**WHAT IS BEING ASKED**
Copy the material below word for word, starting at its first line and stopping after the line that contains "Provide the outline of every instance of the sandy", with both the first line and that line included.

**ENTRIES SHOWN**

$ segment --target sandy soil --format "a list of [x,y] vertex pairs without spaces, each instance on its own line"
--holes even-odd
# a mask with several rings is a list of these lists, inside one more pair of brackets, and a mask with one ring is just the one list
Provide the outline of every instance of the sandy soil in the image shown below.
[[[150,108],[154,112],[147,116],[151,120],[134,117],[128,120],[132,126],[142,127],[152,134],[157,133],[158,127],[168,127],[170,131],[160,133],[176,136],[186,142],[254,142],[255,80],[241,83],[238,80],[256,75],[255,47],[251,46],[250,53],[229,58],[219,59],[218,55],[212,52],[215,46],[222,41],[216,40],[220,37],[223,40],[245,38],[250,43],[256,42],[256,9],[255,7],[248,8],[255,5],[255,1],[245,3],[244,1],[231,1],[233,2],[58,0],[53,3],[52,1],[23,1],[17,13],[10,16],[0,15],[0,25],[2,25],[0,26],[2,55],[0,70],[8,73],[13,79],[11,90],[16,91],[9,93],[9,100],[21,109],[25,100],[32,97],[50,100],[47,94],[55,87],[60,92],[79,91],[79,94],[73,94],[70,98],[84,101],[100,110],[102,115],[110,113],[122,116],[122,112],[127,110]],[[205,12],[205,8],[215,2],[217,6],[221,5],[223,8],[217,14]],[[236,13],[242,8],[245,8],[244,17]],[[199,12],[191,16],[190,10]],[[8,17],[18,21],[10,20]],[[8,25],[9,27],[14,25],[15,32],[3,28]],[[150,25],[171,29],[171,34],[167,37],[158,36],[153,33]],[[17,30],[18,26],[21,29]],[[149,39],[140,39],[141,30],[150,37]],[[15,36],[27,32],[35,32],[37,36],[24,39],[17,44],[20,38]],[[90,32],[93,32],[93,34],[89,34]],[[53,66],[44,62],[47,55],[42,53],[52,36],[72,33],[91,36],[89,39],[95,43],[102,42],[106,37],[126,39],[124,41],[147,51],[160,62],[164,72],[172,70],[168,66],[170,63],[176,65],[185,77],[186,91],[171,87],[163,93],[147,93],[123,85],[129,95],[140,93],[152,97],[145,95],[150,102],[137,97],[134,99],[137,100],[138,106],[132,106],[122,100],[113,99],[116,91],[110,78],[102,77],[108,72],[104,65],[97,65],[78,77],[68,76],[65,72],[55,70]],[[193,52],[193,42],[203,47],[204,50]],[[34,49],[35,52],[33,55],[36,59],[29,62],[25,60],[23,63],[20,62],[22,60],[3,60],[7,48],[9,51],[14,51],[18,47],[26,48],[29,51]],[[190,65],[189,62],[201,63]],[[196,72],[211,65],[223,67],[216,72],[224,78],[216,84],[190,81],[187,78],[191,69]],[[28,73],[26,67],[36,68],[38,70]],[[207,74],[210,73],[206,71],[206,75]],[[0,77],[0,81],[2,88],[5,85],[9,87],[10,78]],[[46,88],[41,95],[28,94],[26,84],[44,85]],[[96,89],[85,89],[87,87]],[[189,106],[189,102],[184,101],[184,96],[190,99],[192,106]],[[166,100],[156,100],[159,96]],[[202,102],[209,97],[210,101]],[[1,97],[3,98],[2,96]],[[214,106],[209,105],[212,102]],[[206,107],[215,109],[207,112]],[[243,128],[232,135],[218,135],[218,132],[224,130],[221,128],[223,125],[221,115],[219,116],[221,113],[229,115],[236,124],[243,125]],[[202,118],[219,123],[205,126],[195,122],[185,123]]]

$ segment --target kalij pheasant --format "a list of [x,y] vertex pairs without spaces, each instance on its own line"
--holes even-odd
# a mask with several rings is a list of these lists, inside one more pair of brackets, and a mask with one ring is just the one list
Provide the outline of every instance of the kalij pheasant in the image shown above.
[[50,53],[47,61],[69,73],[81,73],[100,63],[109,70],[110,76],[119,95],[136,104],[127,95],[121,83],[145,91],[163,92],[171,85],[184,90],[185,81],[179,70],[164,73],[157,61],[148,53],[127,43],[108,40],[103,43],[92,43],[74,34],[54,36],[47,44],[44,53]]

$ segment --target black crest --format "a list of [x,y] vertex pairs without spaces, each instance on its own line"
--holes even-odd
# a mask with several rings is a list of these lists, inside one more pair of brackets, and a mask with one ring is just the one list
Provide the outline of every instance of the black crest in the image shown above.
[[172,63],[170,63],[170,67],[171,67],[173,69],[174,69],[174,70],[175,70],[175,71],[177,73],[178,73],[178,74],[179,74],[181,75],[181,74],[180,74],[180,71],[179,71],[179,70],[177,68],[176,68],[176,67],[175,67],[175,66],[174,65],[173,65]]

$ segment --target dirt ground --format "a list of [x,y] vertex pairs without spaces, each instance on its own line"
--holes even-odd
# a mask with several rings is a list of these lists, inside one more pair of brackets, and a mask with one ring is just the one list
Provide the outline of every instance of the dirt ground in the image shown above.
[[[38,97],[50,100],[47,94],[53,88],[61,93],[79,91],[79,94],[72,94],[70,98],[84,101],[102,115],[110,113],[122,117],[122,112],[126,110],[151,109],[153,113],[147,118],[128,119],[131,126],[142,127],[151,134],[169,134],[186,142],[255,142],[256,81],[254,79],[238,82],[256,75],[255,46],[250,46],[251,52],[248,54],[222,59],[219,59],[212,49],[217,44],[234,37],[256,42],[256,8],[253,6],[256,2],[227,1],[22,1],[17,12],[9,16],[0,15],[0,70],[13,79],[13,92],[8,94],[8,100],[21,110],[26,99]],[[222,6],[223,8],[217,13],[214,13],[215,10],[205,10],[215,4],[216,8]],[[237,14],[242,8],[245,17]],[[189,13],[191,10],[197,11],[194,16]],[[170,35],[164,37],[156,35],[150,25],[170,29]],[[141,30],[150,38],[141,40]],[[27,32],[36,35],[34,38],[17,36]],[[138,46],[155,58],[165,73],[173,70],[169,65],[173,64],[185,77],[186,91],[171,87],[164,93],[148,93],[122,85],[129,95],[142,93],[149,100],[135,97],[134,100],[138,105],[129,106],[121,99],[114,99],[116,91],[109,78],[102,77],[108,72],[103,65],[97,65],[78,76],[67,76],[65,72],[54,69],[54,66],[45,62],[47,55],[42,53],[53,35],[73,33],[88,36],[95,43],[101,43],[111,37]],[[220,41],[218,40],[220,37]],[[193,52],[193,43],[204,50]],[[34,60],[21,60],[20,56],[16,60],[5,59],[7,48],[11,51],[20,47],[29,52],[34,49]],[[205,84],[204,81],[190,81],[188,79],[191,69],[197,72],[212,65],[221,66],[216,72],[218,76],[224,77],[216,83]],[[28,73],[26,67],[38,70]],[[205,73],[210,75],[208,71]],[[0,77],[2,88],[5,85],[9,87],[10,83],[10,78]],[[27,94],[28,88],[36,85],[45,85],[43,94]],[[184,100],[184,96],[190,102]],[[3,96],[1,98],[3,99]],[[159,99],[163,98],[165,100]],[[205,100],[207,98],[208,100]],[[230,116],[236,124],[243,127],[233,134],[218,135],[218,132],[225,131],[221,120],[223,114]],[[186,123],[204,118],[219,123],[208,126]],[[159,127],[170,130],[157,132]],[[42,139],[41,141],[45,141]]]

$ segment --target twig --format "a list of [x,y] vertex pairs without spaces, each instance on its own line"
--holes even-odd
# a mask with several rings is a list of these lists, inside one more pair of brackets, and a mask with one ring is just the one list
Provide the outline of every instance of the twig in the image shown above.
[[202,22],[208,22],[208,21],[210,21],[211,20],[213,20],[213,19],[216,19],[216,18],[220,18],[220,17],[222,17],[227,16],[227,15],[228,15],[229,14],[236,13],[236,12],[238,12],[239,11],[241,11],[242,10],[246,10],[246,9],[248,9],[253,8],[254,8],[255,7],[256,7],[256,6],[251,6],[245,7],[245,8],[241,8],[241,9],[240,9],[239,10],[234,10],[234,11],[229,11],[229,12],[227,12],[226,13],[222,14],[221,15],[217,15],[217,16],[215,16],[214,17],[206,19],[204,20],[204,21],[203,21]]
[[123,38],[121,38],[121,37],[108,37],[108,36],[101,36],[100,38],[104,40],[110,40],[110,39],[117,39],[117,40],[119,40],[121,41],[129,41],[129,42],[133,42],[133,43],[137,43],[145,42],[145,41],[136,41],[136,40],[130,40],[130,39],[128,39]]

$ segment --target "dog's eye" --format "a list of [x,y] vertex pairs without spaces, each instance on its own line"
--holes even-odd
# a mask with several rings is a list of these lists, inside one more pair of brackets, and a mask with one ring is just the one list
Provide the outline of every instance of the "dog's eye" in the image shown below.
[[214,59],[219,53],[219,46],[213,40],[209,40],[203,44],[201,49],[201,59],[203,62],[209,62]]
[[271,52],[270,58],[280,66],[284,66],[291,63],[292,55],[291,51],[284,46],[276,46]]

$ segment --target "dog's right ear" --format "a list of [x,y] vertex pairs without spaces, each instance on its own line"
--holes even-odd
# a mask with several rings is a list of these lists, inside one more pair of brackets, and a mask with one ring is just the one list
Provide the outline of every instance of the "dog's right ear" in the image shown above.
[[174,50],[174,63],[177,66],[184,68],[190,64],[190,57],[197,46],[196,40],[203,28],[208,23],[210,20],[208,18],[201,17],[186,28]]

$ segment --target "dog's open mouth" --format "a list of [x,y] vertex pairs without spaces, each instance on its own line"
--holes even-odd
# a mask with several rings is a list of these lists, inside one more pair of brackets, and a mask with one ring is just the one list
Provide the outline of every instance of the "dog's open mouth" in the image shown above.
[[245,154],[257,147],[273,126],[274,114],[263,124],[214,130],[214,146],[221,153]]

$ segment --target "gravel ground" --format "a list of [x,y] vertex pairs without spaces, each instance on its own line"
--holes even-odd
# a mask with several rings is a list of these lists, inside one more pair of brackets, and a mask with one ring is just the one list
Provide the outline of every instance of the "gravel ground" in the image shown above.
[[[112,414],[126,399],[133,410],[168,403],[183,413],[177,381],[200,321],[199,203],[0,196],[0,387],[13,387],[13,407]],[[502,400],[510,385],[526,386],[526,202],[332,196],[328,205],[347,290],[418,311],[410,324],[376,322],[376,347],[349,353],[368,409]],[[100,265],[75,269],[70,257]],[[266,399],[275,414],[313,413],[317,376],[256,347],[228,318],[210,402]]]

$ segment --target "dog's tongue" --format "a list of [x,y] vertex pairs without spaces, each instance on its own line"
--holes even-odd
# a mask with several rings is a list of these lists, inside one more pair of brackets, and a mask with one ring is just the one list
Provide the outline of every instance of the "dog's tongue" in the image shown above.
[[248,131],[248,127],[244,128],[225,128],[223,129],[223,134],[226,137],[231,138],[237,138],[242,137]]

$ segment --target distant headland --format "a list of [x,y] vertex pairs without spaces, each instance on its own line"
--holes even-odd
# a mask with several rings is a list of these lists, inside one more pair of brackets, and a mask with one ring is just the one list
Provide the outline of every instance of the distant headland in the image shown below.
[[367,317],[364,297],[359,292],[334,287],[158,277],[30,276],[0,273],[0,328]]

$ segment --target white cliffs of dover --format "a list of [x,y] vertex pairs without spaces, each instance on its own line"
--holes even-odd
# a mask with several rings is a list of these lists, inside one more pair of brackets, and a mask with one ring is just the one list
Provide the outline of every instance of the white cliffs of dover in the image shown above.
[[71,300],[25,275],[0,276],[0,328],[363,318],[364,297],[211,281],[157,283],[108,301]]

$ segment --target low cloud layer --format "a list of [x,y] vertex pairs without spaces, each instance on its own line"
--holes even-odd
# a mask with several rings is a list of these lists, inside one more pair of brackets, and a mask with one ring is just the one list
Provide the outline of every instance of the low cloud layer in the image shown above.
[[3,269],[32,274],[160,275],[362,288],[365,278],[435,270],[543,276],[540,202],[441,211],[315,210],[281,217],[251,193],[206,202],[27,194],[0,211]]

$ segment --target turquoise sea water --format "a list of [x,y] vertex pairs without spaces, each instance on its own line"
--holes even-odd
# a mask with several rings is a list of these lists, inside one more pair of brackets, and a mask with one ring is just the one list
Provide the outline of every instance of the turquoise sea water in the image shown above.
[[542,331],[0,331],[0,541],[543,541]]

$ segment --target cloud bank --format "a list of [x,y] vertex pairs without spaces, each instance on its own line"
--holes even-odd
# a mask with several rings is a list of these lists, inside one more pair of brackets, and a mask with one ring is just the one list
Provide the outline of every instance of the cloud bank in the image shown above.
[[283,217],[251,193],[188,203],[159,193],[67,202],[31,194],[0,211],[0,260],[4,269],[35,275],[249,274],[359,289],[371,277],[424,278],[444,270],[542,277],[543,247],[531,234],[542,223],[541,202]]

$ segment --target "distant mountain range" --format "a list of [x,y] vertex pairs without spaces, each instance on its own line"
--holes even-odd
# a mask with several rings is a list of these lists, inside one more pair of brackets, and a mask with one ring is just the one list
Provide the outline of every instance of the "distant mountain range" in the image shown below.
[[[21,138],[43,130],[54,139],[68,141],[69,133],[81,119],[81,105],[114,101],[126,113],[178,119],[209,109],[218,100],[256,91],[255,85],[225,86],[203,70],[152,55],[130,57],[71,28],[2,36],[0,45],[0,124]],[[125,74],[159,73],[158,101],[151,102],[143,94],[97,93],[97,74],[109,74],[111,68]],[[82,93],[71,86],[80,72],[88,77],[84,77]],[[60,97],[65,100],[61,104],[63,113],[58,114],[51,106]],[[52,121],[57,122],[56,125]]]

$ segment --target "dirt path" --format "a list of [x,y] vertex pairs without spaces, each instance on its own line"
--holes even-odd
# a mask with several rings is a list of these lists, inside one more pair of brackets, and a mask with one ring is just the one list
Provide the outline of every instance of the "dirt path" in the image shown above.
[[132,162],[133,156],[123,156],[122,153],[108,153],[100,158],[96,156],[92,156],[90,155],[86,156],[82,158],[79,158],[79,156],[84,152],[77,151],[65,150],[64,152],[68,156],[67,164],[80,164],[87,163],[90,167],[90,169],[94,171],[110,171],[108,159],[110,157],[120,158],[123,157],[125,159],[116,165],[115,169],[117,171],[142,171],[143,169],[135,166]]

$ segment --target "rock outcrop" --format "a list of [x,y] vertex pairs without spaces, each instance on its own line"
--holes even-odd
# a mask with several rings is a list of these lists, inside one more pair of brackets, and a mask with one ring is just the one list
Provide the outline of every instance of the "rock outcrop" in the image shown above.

**FINAL RESULT**
$ segment --target sandy soil --format "a list of [x,y] vertex pairs without spaces, each instance on its own line"
--holes even-odd
# a mask with several rings is a list of these lists, inside one more pair of brackets, and a mask with one ring is just the one list
Provide the outline of every instance of the sandy soil in the image shown below.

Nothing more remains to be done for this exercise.